WHAT YOU ARE ASKED TO DO → Below is some material; set it all down exactly, apart from the pictures.

MATERIALS PROVIDED →
<<<<

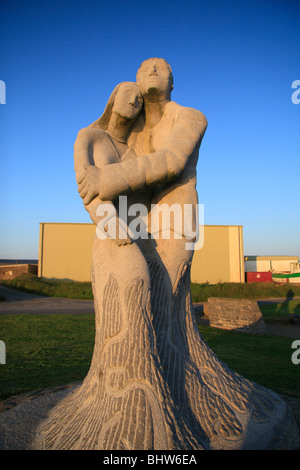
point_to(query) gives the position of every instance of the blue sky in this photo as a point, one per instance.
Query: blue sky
(233, 60)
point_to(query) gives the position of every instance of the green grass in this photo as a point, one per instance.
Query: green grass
(235, 290)
(44, 351)
(51, 350)
(200, 292)
(51, 287)
(263, 359)
(280, 312)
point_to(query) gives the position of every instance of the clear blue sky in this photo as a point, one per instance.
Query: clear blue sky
(233, 60)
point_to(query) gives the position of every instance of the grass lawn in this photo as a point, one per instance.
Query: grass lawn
(200, 292)
(51, 350)
(280, 312)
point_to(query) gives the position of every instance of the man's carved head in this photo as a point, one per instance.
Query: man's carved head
(155, 79)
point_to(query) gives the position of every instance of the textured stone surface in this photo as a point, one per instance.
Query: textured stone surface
(235, 314)
(153, 382)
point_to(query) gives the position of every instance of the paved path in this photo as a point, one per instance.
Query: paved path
(22, 303)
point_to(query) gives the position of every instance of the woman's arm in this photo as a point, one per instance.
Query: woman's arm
(159, 167)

>>>>

RESULT →
point_to(query) gives the position of every instance of the blue sky in this photo as a point, one per instance.
Query: blue sky
(233, 60)
point_to(query) gives the position of every instance of the green grass in this photo as a point, one per instance.
Query: green grass
(235, 290)
(44, 351)
(51, 350)
(200, 292)
(51, 287)
(263, 359)
(280, 312)
point_to(query) gives the position of every instance of the clear blue sky in this photo as a point, one per instance.
Query: clear blue sky
(233, 60)
point_to(query) gives the position of every instance of the grass lawn in this photo as a point, one per instance.
Query: grass lawn
(200, 292)
(51, 350)
(280, 312)
point_to(query) gives the position of every instance of the man's carved head in this photo as a point, one per instance.
Query: man's carved head
(155, 79)
point_to(query) gives the position of every instance of the textured stone surface in this photo as a point, one per instance.
Query: textured stone surface
(235, 314)
(153, 382)
point_to(query) gives the position of every instance of the paved path in this photo as a point, one per instance.
Query: paved path
(22, 303)
point_to(query) gives the position of every instance of the woman's arm in this photo as a point, one per instance.
Query: woman's arm
(159, 167)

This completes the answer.